Arrange the rows below as a Markdown table with the columns Number and Line, skipping blank lines and leaving out the pictures.

#### Extracted information:
▬▬▬▬▬▬

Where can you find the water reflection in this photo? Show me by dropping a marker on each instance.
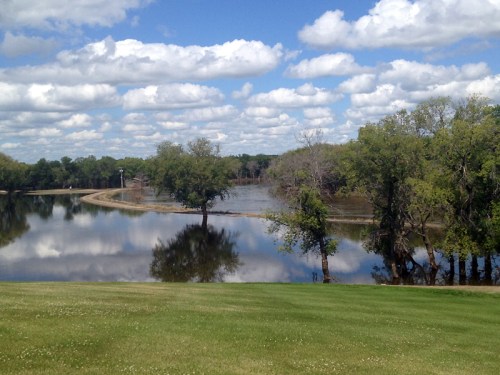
(13, 222)
(197, 253)
(60, 238)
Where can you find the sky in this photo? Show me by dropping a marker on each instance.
(116, 78)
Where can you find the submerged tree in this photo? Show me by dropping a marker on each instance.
(195, 176)
(197, 253)
(305, 224)
(386, 156)
(305, 180)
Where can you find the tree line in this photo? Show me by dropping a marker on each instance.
(92, 173)
(436, 164)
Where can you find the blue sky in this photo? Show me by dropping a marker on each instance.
(116, 78)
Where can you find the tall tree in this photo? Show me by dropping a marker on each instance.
(470, 158)
(195, 176)
(386, 155)
(12, 174)
(306, 179)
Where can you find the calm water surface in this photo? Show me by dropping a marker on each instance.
(59, 238)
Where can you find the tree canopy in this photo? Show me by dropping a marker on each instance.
(195, 175)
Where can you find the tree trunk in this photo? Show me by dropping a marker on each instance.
(396, 279)
(488, 270)
(204, 212)
(451, 274)
(474, 275)
(462, 271)
(431, 255)
(324, 262)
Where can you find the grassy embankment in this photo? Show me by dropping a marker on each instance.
(93, 328)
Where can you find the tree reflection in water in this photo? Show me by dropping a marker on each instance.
(198, 253)
(13, 221)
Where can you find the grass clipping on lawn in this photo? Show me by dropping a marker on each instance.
(157, 328)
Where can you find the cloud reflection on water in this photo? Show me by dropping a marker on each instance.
(109, 245)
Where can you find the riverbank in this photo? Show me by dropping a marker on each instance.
(106, 198)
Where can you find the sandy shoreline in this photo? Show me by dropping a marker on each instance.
(104, 197)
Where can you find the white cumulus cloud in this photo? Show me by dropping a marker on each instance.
(61, 14)
(304, 96)
(338, 64)
(407, 24)
(50, 97)
(133, 62)
(172, 96)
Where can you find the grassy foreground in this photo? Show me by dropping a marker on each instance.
(108, 328)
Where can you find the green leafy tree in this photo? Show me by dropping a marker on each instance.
(386, 156)
(12, 174)
(305, 180)
(470, 159)
(195, 176)
(305, 224)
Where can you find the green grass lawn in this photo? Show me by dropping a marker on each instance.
(129, 328)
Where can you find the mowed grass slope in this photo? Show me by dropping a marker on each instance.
(128, 328)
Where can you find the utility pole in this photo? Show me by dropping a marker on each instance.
(121, 176)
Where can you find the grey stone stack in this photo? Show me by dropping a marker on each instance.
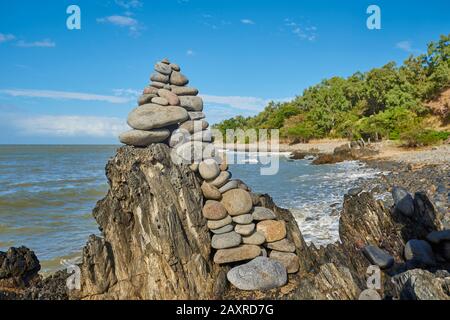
(171, 112)
(168, 111)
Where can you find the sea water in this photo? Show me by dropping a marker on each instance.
(47, 194)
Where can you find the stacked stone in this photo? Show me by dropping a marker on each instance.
(241, 230)
(171, 112)
(168, 111)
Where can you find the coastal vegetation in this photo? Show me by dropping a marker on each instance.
(390, 102)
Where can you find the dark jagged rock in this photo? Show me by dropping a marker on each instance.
(404, 202)
(18, 268)
(349, 151)
(378, 256)
(420, 284)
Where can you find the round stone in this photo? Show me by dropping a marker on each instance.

▬▬▬▬▬▬

#### Task solution:
| Number | Line |
|---|---|
| 1 | Where can you find the water reflection in this photo? Show me by dropping a marker on each instance. |
| 2 | (13, 222) |
| 3 | (197, 253) |
| 4 | (60, 238) |
| 5 | Where can you find the sky in this photo? Show me by dropping a marker on each instance. |
| 6 | (116, 78) |
| 7 | Where can you find the submerged tree in this photo? Show me by dropping a marker on each instance. |
| 8 | (195, 176) |
| 9 | (197, 253) |
| 10 | (305, 224) |
| 11 | (386, 156) |
| 12 | (305, 180) |
| 13 | Where can you find the tree line in this photo? Show me by dropping a marker on each instance. |
| 14 | (92, 173) |
| 15 | (436, 164) |
| 16 | Where can you find the blue sky in this photo? Show me by dropping a marker on each instance. |
| 17 | (116, 78) |
| 18 | Where can you find the tall tree in this photo? Show me by dropping a marker on each instance. |
| 19 | (470, 158) |
| 20 | (195, 176) |
| 21 | (386, 155) |
| 22 | (12, 174) |
| 23 | (306, 179) |
| 24 | Where can you find the calm water surface in this photo? Show me by dropping a marker on each instance. |
| 25 | (59, 238) |
| 26 | Where can you find the tree canopy in this photo? Show me by dropping a marker on each instance. |
| 27 | (195, 175) |
| 28 | Where can you find the tree trunk in this photo? Show me by dropping a marker on each instance. |
| 29 | (396, 279) |
| 30 | (488, 270) |
| 31 | (204, 212) |
| 32 | (451, 274) |
| 33 | (474, 275) |
| 34 | (462, 271) |
| 35 | (431, 255) |
| 36 | (324, 262) |
| 37 | Where can you find the grassy embankment in this photo? Show me by dropping a marker on each instance. |
| 38 | (93, 328) |
| 39 | Where can you find the tree reflection in water in this photo? Show me by dropping a marker on each instance. |
| 40 | (198, 253) |
| 41 | (13, 221) |
| 42 | Where can you find the grass clipping on lawn in this photo? Show me by dropping a marker on each instance. |
| 43 | (157, 328) |
| 44 | Where can you find the cloud reflection on water in this photo? Show me by dropping a marker on each instance. |
| 45 | (109, 245) |
| 46 | Where can you find the riverbank in this photo? Show me by dropping a marker on each instance. |
| 47 | (106, 198) |
| 48 | Where can you find the sandy shoreline in this photo? Show me by dropping a marker on each instance. |
| 49 | (104, 197) |
| 50 | Where can you find the white cumulus cloud in this photo? Show me by dropping a marker on each instance. |
| 51 | (61, 14) |
| 52 | (304, 96) |
| 53 | (338, 64) |
| 54 | (407, 24) |
| 55 | (50, 97) |
| 56 | (133, 62) |
| 57 | (172, 96) |
| 58 | Where can you find the grassy foreground in this photo? Show me by dropping a marker on each instance. |
| 59 | (108, 328) |
| 60 | Where can you find the green leafy tree in this photo? Show me by dropping a marker on each instance. |
| 61 | (386, 156) |
| 62 | (12, 174) |
| 63 | (305, 180) |
| 64 | (470, 159) |
| 65 | (195, 176) |
| 66 | (305, 224) |
| 67 | Where can you find the green grass lawn in this photo? Show me by dropping a marker on each instance. |
| 68 | (129, 328) |
| 69 | Where can you find the mowed grass slope in this photo? Show me by dropping a marker on each instance. |
| 70 | (128, 328) |
| 71 | Where can you find the utility pole in this photo? Show me by dropping a marker on each instance. |
| 72 | (121, 176) |
| 73 | Where can you find the grey stone stack in this photo? Show me by dropping a marker on each instance. |
| 74 | (171, 112) |
| 75 | (168, 111) |
| 76 | Where can you find the sea water in this photo? Show me by dropping a marker on each instance. |
| 77 | (47, 194) |
| 78 | Where can you find the stacked stone in this photo? Show me by dropping a marker on each instance. |
| 79 | (241, 230) |
| 80 | (171, 112) |
| 81 | (168, 111) |
| 82 | Where can you find the coastal vegetation in this photo? Show me by dropping a marker on each instance. |
| 83 | (390, 102) |
| 84 | Where can you find the dark jagged rock in this photo? Show me by dropping a marker on each instance. |
| 85 | (404, 202) |
| 86 | (18, 268) |
| 87 | (349, 151) |
| 88 | (378, 256) |
| 89 | (420, 284) |
| 90 | Where can you find the round stone in this photo? Show me by dropping a marker on each instance. |